The answer should be a faithful retyping of the records that follow, pictures excluded.

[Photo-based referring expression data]
= Beginning of Section =

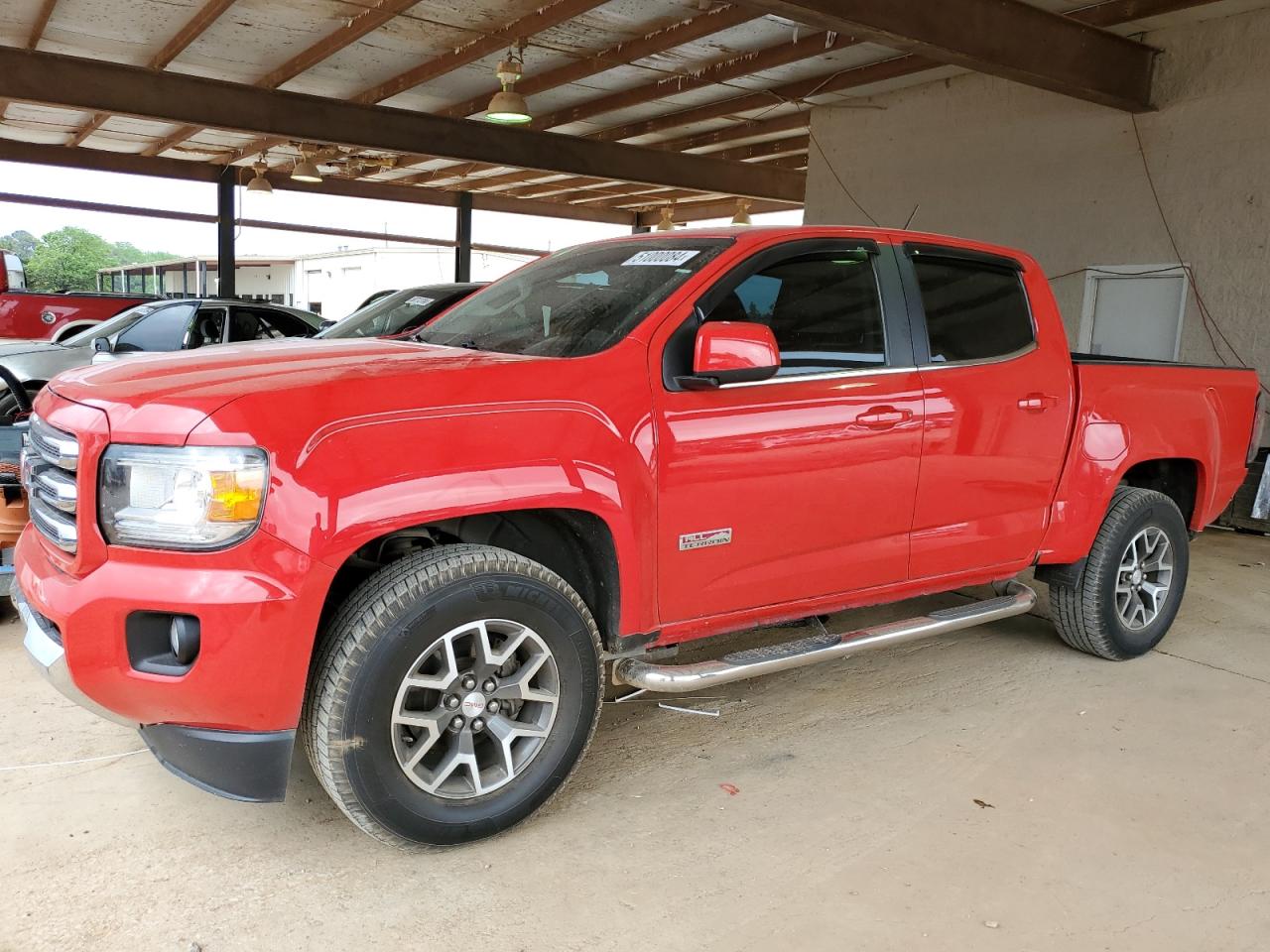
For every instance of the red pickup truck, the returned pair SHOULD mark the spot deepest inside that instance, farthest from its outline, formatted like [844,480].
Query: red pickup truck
[423,553]
[33,315]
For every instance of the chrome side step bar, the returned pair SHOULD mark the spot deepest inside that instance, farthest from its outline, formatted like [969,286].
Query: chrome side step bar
[676,679]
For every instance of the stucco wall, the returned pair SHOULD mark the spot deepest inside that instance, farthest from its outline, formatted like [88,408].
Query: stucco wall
[1064,179]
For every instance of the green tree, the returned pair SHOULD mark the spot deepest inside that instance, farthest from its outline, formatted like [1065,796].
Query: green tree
[67,259]
[21,243]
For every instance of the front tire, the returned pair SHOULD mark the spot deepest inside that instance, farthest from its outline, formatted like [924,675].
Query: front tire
[1133,581]
[454,694]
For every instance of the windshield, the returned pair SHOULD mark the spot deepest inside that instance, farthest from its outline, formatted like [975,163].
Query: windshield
[105,329]
[574,302]
[397,312]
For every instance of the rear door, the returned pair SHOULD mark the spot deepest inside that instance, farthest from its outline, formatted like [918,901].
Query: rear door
[801,485]
[997,411]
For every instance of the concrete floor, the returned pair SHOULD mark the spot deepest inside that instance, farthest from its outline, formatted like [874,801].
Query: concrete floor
[1123,807]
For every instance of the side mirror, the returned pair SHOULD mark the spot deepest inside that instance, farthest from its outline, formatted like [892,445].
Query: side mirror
[103,350]
[731,352]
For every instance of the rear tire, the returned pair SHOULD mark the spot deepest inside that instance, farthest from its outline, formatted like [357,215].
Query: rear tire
[1133,581]
[460,634]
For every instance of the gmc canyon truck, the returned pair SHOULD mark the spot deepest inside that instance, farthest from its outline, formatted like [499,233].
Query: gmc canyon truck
[423,553]
[36,315]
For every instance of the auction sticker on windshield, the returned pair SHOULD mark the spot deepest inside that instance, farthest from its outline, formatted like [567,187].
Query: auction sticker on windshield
[668,258]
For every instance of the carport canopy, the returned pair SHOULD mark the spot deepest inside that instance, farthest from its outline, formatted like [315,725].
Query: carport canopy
[638,105]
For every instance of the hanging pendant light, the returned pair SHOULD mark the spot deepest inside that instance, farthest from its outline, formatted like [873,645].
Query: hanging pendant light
[305,169]
[507,105]
[259,182]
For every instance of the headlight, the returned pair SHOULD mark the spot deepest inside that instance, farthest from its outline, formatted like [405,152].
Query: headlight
[181,497]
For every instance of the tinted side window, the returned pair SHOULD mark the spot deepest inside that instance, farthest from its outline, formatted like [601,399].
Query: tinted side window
[973,311]
[159,330]
[266,325]
[824,308]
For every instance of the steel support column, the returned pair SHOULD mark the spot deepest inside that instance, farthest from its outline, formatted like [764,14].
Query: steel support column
[225,263]
[463,238]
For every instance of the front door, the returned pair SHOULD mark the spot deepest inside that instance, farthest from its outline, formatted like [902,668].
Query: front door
[801,485]
[997,407]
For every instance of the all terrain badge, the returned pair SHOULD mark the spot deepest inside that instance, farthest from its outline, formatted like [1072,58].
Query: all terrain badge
[701,539]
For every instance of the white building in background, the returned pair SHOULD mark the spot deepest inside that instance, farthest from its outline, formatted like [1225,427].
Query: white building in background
[331,284]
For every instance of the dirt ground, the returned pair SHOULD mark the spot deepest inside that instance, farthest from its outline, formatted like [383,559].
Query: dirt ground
[989,791]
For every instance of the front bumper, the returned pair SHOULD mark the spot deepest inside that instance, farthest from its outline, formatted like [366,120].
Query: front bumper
[227,724]
[44,644]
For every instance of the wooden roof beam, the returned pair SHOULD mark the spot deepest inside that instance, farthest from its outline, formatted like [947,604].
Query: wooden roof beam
[352,30]
[720,71]
[547,17]
[652,44]
[194,27]
[570,188]
[132,164]
[42,16]
[171,96]
[1006,39]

= End of Section =

* [Expected answer]:
For every instance of the red pickup truck, the returned pair SHOULD mark the spot deepest inside that instance, farthest from its outline, formatted like [844,480].
Query: red pickup truck
[423,553]
[33,315]
For every instance of the chrome side step bar, the returned pair SHOULD mark the spot deepest inside that instance, farthest from its outline, formatted like [969,286].
Query: chrome side step bar
[676,679]
For every instance of the stucco wall, the returned pair SHOULD mark the spot deepest inside that instance, farthest from its outline, formatted like [88,408].
Query: stucco wall
[1064,179]
For every instance of the green tree, the returned pair SHOULD mark the spot deepest inside that instance, farthest from its outline, formatted like [1065,796].
Query: green tree
[67,259]
[21,243]
For every instance of the front tire, the returned pair SHOULD mark the spot deepest inside that instance, farthest from its outline, formatted like [924,675].
Query: front tire
[1133,581]
[454,694]
For every instance of the windshield, the returned pair SHOULD mark the spot deepest inside that instance, farthest from its outline, formatted like [975,163].
Query: windshield
[105,329]
[574,302]
[397,312]
For every instance of the rear door, the returned pair SHOULD mark the spot deepest inside that instance, farthest from its outline, formatted like [918,901].
Query: rear door
[801,485]
[997,411]
For every instance of the concrete floor, the returned pair SHOULD mark the spot deepest inside that instance, farthest from its outline, formatted like [874,801].
Query: concrete floor
[1123,807]
For every instance of the side mirror, the returned pair SHOULD mark the spot deepest inside that instance, farthest from its outline, formatted like [892,445].
Query: side mirror
[103,350]
[731,352]
For every instance of the rear tire, the returned pair SHOULD mark the spot deepest inside that instance, farthest from its outline, formatted like [357,215].
Query: rear tire
[1133,581]
[460,634]
For every instance of the gmc canyon truck, the returned pair SHOULD mark the spot deepest inside that instance, farthest from its outline, formatted like [499,233].
Query: gmc canyon truck
[423,553]
[36,315]
For every instance of the auction sticker on windshield, the returned pair SHOULD mark the spot deepest inside that instance, farthest from its outline, formatted like [567,187].
Query: auction sticker on windshield
[668,258]
For every instance of the carport canopy, the returned pair SHOULD mark the spot deepest inside that instance, farthest from its outline, formatted like [315,725].
Query: carport canopy
[638,105]
For every instance of the hanging pendant light, the returned pair SHOULD mark the spot deepest inside that instance, farthest from its outline, formatted like [873,645].
Query: hanging pendant light
[305,169]
[507,105]
[259,182]
For every instance of the headlight, the returned pair SHOULD mark the spot deepest inside that instance, farthest from its outline, formatted like [405,152].
Query: headlight
[181,497]
For every instance of the tinted side window, the returned pair SHOULD mark the spot deepest inside that instance, farthest from its outline, formatted like [601,399].
Query: tinted side window
[973,311]
[159,330]
[266,325]
[824,308]
For every instance of the steel support column, the returned pair SHOULD mark the spot deepest inside that instance, farthest from its outline, formatted like [764,14].
Query: steel support column
[225,263]
[463,238]
For every instance of the front door, the returned pair SHOULD mark the spot deepest inside that instance, farthest from its outline, formatted like [902,668].
Query: front door
[801,485]
[997,407]
For every instance of the all terrain badge, the returned pair SHOULD mark the spot deepest inside that instance, farthest from its outline, formatted like [1072,58].
Query: all terrain badge
[701,539]
For every instance of the white building in background, the returned pair SHOULD mark the spot deepest inside that instance, farthest from its outline, formatted like [1225,427].
Query: white building in background
[331,284]
For every instance of the dirt ground, the returned pair SHOULD mark the spot deepest inside that instance, farthest from its outline, formatted like [383,559].
Query: dirt ground
[989,791]
For every instance of the front bumper, the returned pair SHOULD mark the spot deepest inside that instance, farthest from its outline, formatted like [366,120].
Query: front bumper
[227,724]
[44,644]
For every instance of the wooden roof beam, the returned pair SHOULD mark the spot deepest inside that instance, farthest from its outline, formatted like [947,604].
Query: wooden roof beam
[352,30]
[720,71]
[547,17]
[652,44]
[194,27]
[570,188]
[132,164]
[42,16]
[171,96]
[1006,39]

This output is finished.